Can you format the listing below as a JSON list of strings, one string per line with blank lines omitted, covering only the lines from its start up to and including the line that contains "154 84 L 85"?

Contour annotation records
^^^^^^^^^^^^^^^^
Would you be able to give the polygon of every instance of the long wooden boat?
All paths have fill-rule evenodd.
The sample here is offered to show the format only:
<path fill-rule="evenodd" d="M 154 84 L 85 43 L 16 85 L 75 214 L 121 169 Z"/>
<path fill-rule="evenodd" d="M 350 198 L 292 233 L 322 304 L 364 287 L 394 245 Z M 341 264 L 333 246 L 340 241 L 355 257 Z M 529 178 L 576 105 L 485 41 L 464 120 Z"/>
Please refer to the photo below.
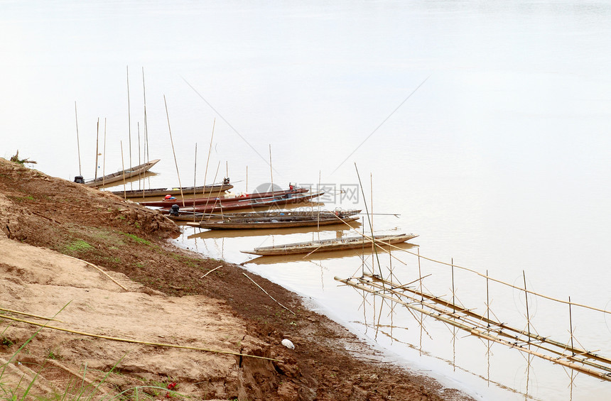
^^^^^^^^^^^^^^^^
• _Response below_:
[
  "Would you be able to give the polygon of every instance of the long wooden boat?",
  "All paths have fill-rule evenodd.",
  "The sample here is offered to show the format only:",
  "<path fill-rule=\"evenodd\" d=\"M 154 84 L 85 43 L 16 85 L 75 214 L 121 169 Z\"/>"
]